* [SUPPLIED PASSAGE]:
• Is it great to be a worker in the U.S. Democrats created? Not compared

    From Brewster@21:1/5 to All on Wed Jul 4 15:39:30 2018
    XPost: alt.society.liberalism, sac.politics, alt.politics.republicans
    XPost: alt.fan.rush-limbaugh

    The U.S. labor market is hot. Unemployment is at 3.8 percent, a level
    it’s hit only once since the 1960s, and many industries report deep
    labor shortages. Old theories of what’s wrong with the labor market —
    such as a lack of people with necessary skills — are dying fast.
    Earnings are beginning to pick up, and the Federal Reserve envisions a
    steady regimen of rate hikes.

    So why does a large subset of workers continue to feel left behind? We
    can find some clues in a new 296-page report from the Organization for
    Economic Cooperation and Development (OECD), a club of advanced and
    advancing nations that has long been a top source for international
    economic data and research. Most of the figures are from 2016 or
    before, but they reflect underlying features of the economies analyzed
    that continue today.

* [WHAT THIS TASK INVOLVES]: Can you reproduce the labor market post above in full, word for word?

* [DATA SECTION]:
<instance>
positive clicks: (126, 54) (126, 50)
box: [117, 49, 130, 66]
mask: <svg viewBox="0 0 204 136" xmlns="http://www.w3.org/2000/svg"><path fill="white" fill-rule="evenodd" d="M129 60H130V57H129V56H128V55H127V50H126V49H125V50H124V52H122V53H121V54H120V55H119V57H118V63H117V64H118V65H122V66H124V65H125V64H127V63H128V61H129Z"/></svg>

* [OUTPUT BELOW]:
• Is it great to be a worker in the U.S. Democrats created? Not compared

    From Brewster@21:1/5 to All on Wed Jul 4 15:39:30 2018
    XPost: alt.society.liberalism, sac.politics, alt.politics.republicans
    XPost: alt.fan.rush-limbaugh

    The U.S. labor market is hot. Unemployment is at 3.8 percent, a level
    it’s hit only once since the 1960s, and many industries report deep
    labor shortages. Old theories of what’s wrong with the labor market —
    such as a lack of people with necessary skills — are dying fast.
    Earnings are beginning to pick up, and the Federal Reserve envisions a
    steady regimen of rate hikes.

    So why does a large subset of workers continue to feel left behind? We
    can find some clues in a new 296-page report from the Organization for
    Economic Cooperation and Development (OECD), a club of advanced and
    advancing nations that has long been a top source for international
    economic data and research. Most of the figures are from 2016 or
    before, but they reflect underlying features of the economies analyzed
    that continue today.